Region pointing data

Segment Open

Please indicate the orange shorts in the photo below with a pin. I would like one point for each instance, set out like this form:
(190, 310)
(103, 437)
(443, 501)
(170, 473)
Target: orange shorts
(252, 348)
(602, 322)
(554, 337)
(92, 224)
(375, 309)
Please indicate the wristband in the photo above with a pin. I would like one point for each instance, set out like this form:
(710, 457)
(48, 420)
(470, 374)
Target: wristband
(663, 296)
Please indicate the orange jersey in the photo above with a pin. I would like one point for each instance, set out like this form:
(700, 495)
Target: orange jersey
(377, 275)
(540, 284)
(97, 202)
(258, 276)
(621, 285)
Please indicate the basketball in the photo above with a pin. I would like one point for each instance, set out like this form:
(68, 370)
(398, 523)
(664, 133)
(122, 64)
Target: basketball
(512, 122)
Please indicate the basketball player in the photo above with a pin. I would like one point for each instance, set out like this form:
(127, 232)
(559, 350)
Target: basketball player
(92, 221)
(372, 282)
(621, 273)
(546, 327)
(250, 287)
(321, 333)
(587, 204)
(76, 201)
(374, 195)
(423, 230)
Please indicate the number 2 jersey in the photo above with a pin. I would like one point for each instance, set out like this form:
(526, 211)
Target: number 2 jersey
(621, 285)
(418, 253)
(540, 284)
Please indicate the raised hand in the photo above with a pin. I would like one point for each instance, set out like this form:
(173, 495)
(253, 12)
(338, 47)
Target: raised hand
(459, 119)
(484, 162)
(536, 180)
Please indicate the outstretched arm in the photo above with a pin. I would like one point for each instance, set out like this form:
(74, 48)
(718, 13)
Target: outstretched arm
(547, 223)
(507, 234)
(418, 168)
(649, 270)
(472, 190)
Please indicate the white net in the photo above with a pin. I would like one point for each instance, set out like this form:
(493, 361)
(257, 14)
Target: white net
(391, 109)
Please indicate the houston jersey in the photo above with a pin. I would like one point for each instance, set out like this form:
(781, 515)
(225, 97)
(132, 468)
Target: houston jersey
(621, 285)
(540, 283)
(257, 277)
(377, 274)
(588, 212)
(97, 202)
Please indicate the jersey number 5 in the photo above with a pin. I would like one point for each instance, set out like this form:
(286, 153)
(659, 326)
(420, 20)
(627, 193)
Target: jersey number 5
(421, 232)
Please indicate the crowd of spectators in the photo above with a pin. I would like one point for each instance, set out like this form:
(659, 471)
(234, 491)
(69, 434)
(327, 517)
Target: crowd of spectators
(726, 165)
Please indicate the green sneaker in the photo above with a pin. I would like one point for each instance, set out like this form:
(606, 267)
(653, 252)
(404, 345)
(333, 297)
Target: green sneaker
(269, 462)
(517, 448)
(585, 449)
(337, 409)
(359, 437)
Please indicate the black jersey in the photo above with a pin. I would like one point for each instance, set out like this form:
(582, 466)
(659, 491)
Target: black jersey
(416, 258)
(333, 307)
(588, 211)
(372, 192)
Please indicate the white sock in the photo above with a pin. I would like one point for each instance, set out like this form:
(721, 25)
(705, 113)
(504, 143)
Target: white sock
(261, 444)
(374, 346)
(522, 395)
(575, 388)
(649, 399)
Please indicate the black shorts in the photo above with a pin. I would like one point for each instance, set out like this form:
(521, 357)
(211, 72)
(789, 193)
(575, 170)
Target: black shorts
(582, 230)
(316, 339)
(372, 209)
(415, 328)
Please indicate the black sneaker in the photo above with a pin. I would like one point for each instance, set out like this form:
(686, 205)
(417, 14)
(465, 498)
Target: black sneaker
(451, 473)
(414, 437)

Segment Closed

TASK STATEMENT:
Every entry should be printed again exactly as written.

RESPONSE:
Please indicate the orange shorts in the photo below with a pin. I would like one point for each instance, set out like this form:
(190, 310)
(103, 437)
(443, 501)
(170, 473)
Target: orange shorts
(252, 348)
(602, 322)
(554, 337)
(92, 224)
(375, 309)
Please indicate the wristband in the photo above with a pin. I would like one point for each instance, set out like this form:
(710, 457)
(48, 420)
(470, 374)
Target: wristband
(663, 296)
Please indicate the orange jersey in the photo above with a pin. I would like one point for each instance, set out like this form:
(700, 495)
Target: orange jersey
(377, 275)
(540, 284)
(97, 202)
(258, 276)
(621, 285)
Please indicate the basketball in the photo above with a pin. I would like one point for each instance, set out like this form:
(68, 370)
(398, 523)
(664, 133)
(122, 64)
Target: basketball
(512, 122)
Please indicate the basketball player in the photo above with a pin. I would like one point for each instance, set out like this form:
(127, 232)
(559, 350)
Target: basketball player
(92, 221)
(372, 282)
(621, 273)
(546, 327)
(250, 287)
(321, 333)
(587, 204)
(76, 201)
(374, 195)
(423, 230)
Please indicate the number 2 jersey in the photo above with a pin. I would like one point for each instance, set out like this form:
(526, 211)
Target: number 2 jersey
(621, 285)
(418, 253)
(540, 284)
Please indicate the raised hand in the photo above with a pin. I would like one point for each instance, set out like this form:
(173, 495)
(253, 12)
(338, 47)
Target: raised hand
(459, 119)
(484, 162)
(536, 180)
Please indicate the outstretched arm in the photo above with a pin. I would like one point for each instance, set out like this form:
(74, 48)
(718, 13)
Target: outstretched arm
(547, 223)
(507, 234)
(418, 168)
(649, 270)
(472, 190)
Please indicate the white net in the photo above with a pin. I would like one point for each instance, set out like this form:
(493, 361)
(257, 14)
Target: white net
(391, 109)
Please indicate the houston jersey in the photo above with a pin. I would like one point for each instance, set out like this form:
(781, 515)
(225, 97)
(132, 468)
Target: houston jersey
(621, 285)
(540, 283)
(257, 277)
(377, 274)
(588, 212)
(97, 202)
Please indicate the jersey number 5 in the photo above with a pin. I would like one point for each instance, set out like this form:
(286, 153)
(659, 326)
(420, 20)
(627, 193)
Target: jersey number 5
(421, 232)
Please indicate the crowd of spectators in the photo above with a pin. I would like one point for each instance, set out like this form:
(659, 471)
(234, 491)
(69, 434)
(327, 517)
Target: crowd of spectators
(726, 165)
Please indicate the green sneaker in the photo above with a pin. I would like one point for each instance, set out like this form:
(606, 267)
(653, 252)
(404, 345)
(333, 297)
Target: green sneaker
(269, 462)
(517, 448)
(585, 449)
(337, 409)
(359, 437)
Please indicate the black jersey in the photo above with a pin. I would like one point for each instance, set out like this form:
(582, 466)
(659, 491)
Target: black jersey
(416, 258)
(333, 307)
(588, 211)
(372, 192)
Please indicate the white sock in the photo above with a pin. I would like one point for each instance, set out like this form:
(721, 25)
(705, 113)
(504, 143)
Target: white sock
(261, 444)
(374, 346)
(522, 395)
(575, 388)
(649, 399)
Please indicate the black shorts in the photo above with a pin. I would like one point for each instance, set out like this form:
(521, 357)
(211, 72)
(789, 193)
(575, 170)
Target: black shorts
(582, 230)
(316, 339)
(372, 209)
(415, 328)
Please indicate the black sneaker in the photo above with a pin. I would like one point for each instance, set out like this form:
(686, 205)
(417, 14)
(465, 498)
Target: black sneaker
(451, 473)
(414, 437)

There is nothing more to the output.